#### [What to do]
Only the closing part of the listing is wanted: reproduce exactly the line containing "ask | locate" and all lines below it.

+ + + + + + +

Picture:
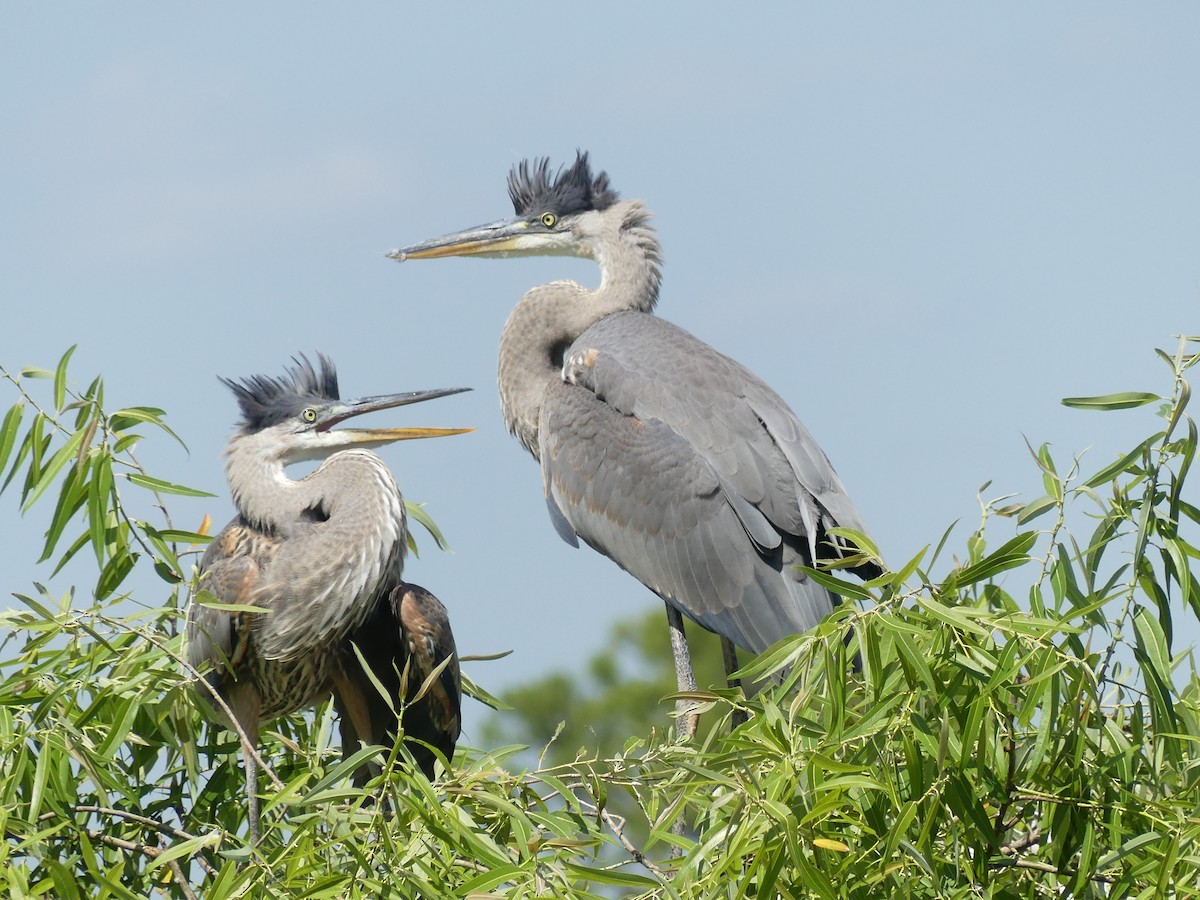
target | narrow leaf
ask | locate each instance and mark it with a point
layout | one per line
(1125, 400)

+ + + + + + +

#### [Task result]
ask | locate each instance and mark it with a point
layout | one per line
(1125, 400)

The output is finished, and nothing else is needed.